--- Text passage Enclosed Below ---
A machine doesn’t see you or relate to you.

You have to keep up with it, bend to it, and support it. This is why in spite of all the improvements in our living conditions, most of us feel an unspeakable loss. We never had it so good or so bad.

Taking Our Lives Back

Slowing down is the beginning of taking your life back.

It helps to see the mechanized structures of our lives as detrimental to intentional living, and look for ways to be as present as possible to all aspects of our lives.

We are not here to serve some machine.

We are here to live fully.

The impatient life of markets takes so much from us. Letting go of it, being willing to be without it as much as possible restores you to a right relation with your own life.

It’s worth doing.

It’s a great place to be.

About Maria Hill

Maria Hill is the founder of Sensitive Evolution. She is the author of The Emerging Sensitive: A Guide For Finding Your Place In The World. In addition, she has created the immersive Emerging Sensitive Program of "sensory processing yoga" using frameworks to help sensitive people master their sensitivity and turn it into the asset it can be. She also offers the Emerging Sensitive Movie Club focused on movies and discussions about living in the world as a sensitive person and navigating the challenging cultural shifts of our times. She is a longtime meditator, reiki master, student of alternative health and Ayurveda. Maria is also an abstract painter whose portfolio can be found at Infinite Shape and also very interested in animal and human rights and the environment.

8 Comments

  1. Annys on August 18, 2014 at 8:32 am

    This is absolutely true, Maria. Coming back to our own tempos (tempi?) isn’t always easy though. When I was a toddler, I couldn’t handle my own impatience, and neither could my mother (who wasn’t well), and I remember being taken to the doctor at the age of five, who said I was very sensitive. Unfortunately there were members of my family who believed that the way to deal with sensitive children was to bully and torment them. So I’m having to learn to help myself now, in my sixties, with my impatience, and with the effects of my childhood, and it ain’t easy!
--- End of Enclosed Text passage ---
--- Information provided Enclosed Below ---
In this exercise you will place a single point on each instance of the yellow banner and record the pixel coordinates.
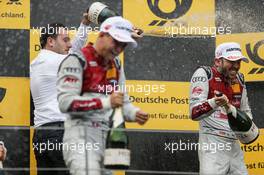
--- End of Enclosed Information provided ---
**Tasks to carry out:**
1. In the passage on slowing down, what is named as the beginning of taking your life back?
2. Decide whether each statement agrees with the passage on slowing down. Answer yes or no and quote the words that decide it.
(a) Maria Hill founded Sensitive Evolution.
(b) Annys was taken to the doctor at the age of ten.
(c) A machine sees you and relates to you.
3. From the passage on slowing down, repeat the part that opens with the words containing "We are not here" and closes with "your own life.".

**Answers:**
1. Slowing down.

2.
(a) Yes: "Maria Hill is the founder of Sensitive Evolution."
(b) No: "I remember being taken to the doctor at the age of five"
(c) No: "A machine doesn’t see you or relate to you."

3.
We are not here to serve some machine.

We are here to live fully.

The impatient life of markets takes so much from us. Letting go of it, being willing to be without it as much as possible restores you to a right relation with your own life.